DEINE AUFGABE:
Kannst du alle Zeilen von der Zeile mit „the shrub, each“ bis einschließlich der letzten Zeile der Einträge samt den Anweisungen erneut wiedergeben und dabei jede Koordinatenzahl in den Antworten um 103 erhöhen? Die Beispielkoordinaten in den Anweisungen bleiben unverändert.

ZU NUTZENDE EINTRÄGE:
──────────────────────────────

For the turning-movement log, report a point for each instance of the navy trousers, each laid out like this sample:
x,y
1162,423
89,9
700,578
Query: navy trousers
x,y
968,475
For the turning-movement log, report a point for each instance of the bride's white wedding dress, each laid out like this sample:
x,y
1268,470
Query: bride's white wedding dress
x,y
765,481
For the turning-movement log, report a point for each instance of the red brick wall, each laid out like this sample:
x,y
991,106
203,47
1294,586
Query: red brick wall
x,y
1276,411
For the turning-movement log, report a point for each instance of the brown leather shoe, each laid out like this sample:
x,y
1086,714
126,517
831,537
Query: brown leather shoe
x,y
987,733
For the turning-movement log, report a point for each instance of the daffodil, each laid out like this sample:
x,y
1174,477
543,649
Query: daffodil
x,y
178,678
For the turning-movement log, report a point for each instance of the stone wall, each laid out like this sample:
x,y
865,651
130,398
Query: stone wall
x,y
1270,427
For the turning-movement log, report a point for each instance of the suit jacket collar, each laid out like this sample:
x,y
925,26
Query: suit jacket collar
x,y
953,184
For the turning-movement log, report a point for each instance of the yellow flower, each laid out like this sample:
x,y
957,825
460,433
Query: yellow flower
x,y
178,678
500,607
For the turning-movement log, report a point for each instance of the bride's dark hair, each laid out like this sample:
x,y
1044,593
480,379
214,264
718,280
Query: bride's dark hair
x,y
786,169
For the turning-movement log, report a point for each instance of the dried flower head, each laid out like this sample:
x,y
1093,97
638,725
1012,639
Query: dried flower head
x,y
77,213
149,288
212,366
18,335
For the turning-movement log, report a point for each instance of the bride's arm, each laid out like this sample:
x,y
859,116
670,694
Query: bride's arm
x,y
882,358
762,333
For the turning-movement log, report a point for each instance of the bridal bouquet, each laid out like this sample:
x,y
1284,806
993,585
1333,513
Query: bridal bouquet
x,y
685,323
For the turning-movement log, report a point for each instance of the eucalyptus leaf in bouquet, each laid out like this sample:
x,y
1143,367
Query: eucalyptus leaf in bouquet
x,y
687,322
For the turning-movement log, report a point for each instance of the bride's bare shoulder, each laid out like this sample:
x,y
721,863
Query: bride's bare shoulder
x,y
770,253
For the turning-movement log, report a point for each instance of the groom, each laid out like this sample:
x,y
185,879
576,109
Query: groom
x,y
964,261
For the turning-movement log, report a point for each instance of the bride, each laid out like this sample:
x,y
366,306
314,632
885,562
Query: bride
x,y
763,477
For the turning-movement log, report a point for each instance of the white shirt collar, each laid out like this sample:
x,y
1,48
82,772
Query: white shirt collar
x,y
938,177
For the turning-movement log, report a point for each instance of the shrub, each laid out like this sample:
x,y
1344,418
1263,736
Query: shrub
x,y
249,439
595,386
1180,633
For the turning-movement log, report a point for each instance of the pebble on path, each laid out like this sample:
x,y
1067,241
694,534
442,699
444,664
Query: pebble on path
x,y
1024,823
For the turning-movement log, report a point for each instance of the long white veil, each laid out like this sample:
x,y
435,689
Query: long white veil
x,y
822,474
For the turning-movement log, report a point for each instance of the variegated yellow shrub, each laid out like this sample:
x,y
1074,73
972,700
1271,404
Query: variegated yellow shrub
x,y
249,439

──────────────────────────────

ANTWORT FOLGT:
For the turning-movement log, report a point for each instance of the shrub, each laid out like this sample:
x,y
1344,418
1263,736
Query: shrub
x,y
352,542
698,489
1283,736
For the turning-movement log, report a point for each instance of the pebble on path, each laid out like this sample:
x,y
1067,241
694,534
442,699
444,664
Query: pebble on path
x,y
1127,926
For the turning-movement log, report a point for each instance of the long white veil, each laid out like this sample:
x,y
435,689
Query: long white veil
x,y
925,577
For the turning-movement log, report a point for each instance of the variegated yellow shrub, each laid out like this sample:
x,y
1074,73
972,700
1271,404
Query: variegated yellow shrub
x,y
352,542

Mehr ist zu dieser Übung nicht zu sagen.